▶ Work to complete
Give all the lines below again, exactly, with no pictures.

begin Input data

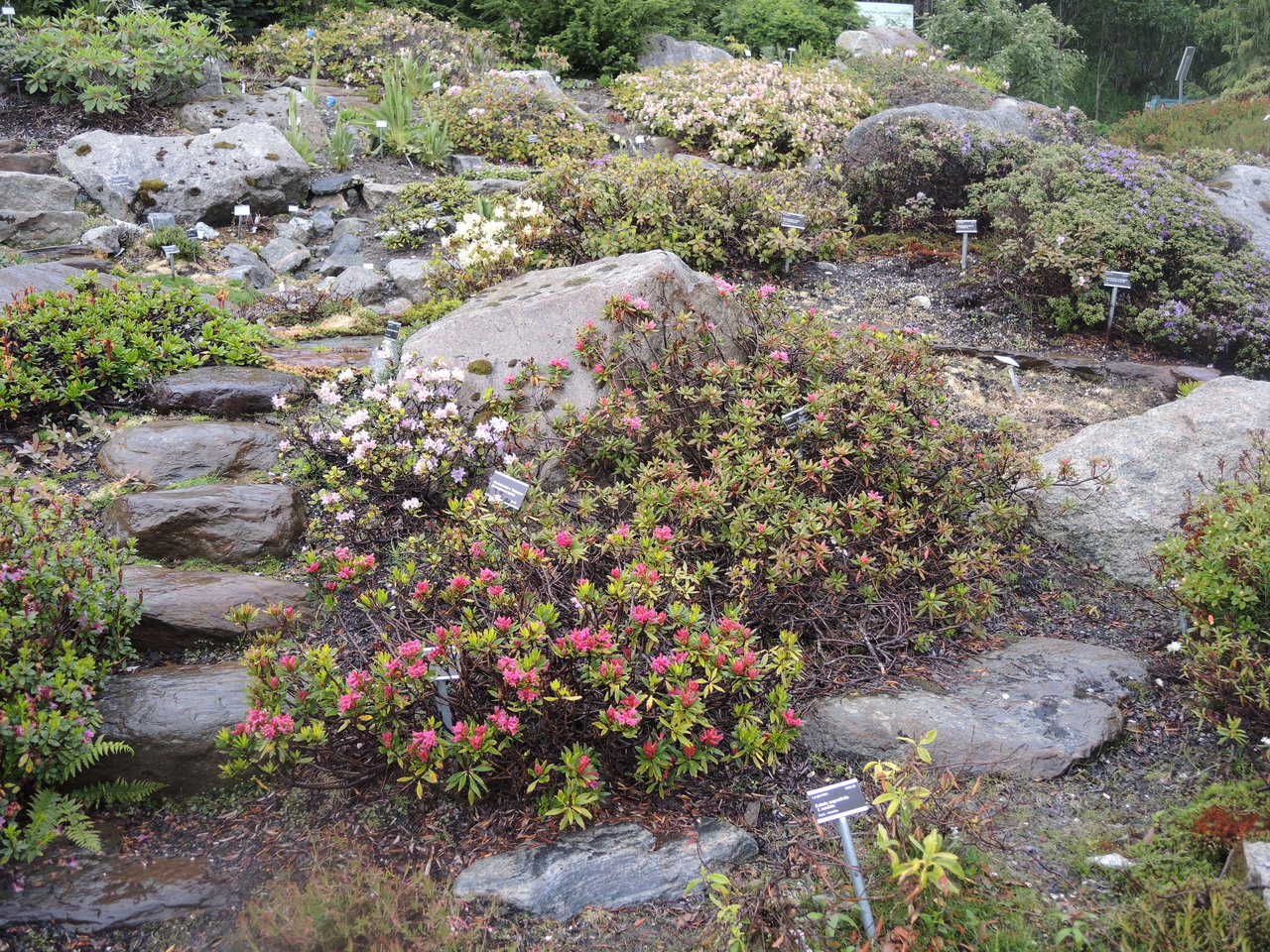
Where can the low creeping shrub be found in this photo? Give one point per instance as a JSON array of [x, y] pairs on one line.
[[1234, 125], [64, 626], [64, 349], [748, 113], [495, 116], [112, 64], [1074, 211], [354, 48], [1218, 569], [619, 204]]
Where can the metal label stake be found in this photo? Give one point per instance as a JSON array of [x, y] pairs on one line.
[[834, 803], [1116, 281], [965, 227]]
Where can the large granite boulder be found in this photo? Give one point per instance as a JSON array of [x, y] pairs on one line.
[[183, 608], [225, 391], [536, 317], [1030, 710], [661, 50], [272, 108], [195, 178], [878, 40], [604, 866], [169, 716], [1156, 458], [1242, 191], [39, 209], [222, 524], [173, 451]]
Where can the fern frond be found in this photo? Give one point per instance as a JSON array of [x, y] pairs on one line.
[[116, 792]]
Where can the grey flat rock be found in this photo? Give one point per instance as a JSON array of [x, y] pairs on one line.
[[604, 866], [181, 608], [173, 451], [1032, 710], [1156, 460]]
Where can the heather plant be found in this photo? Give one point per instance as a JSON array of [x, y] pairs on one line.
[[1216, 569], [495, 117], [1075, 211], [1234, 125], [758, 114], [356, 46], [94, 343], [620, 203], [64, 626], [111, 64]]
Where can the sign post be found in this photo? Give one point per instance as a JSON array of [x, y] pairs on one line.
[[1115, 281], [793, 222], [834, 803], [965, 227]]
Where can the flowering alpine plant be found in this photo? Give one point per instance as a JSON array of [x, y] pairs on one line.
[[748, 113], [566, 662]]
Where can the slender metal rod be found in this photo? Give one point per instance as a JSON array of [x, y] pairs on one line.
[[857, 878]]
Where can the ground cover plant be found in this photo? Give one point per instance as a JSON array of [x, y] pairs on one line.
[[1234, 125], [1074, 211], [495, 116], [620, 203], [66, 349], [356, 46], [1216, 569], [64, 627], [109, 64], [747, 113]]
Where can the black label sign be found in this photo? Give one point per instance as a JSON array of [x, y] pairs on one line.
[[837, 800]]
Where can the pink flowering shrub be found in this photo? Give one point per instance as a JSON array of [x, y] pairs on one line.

end Input data

▶ Solution for this problem
Where can the low creeping shrub be found in this photo? Give one point per instance as a JSON array of [x, y] pairs on one line.
[[1234, 125], [64, 626], [64, 349], [748, 113], [495, 116], [112, 64], [1074, 211], [354, 48], [1218, 569], [619, 204]]
Where can the metal label stake be found in this photo? Give one point per instance as a JSON array of [x, y] pairs on one line.
[[834, 803], [1116, 281], [965, 227]]
Where can the large granite boulder be found in this photo? Give one point per instance as a JSON array of [x, y] pairs on one line.
[[183, 608], [225, 391], [536, 317], [1030, 710], [661, 50], [272, 108], [195, 178], [878, 40], [604, 866], [169, 716], [1156, 458], [1242, 191], [39, 209], [222, 524], [173, 451]]
Where can the fern frond be found in this photo? Give one point per instance as a JSON array of [x, y] pairs on one line.
[[116, 792]]
Where can the grey flat rock be found in this photo? Give one point per instance as a JSON array of [x, y] pairs on one line.
[[604, 866], [181, 608], [173, 451], [1032, 710], [1156, 460]]
Where can the heather plant be found in this photo? Give one point per instance as a JSON array of [x, y] pairs on one line.
[[1216, 569], [495, 117], [1075, 211], [1234, 125], [758, 114], [356, 46], [94, 343], [620, 203], [64, 626], [111, 64]]
Where can the sign post be found in this photo? Give one point per instance as a JSON array of [x, y] pairs on one line.
[[1115, 281], [793, 222], [834, 803], [965, 227]]
Where can the flowering alpine plant be found in this photo? Give one point per instance as a JSON array of [x, y] pairs on one line.
[[748, 113], [566, 662]]
Where can the slender metal rod be found in this photo? Give one point per instance as a JSON array of [x, y] pairs on one line.
[[857, 878]]
Where can the ground cover plant be found in this photo? Give one point per instance as a JSON array of [x, y] pairs on one line.
[[1234, 125], [1074, 211], [495, 116], [620, 203], [66, 349], [356, 46], [1216, 569], [64, 627], [109, 64], [747, 113]]
Where can the black label sign be found in this photo? Give one point per instance as a JSON array of [x, y] pairs on one line.
[[837, 800]]
Where can the pink flowering shrub be found in this photo? Give one point per instance as a JSON array of [x, y] pairs on one line.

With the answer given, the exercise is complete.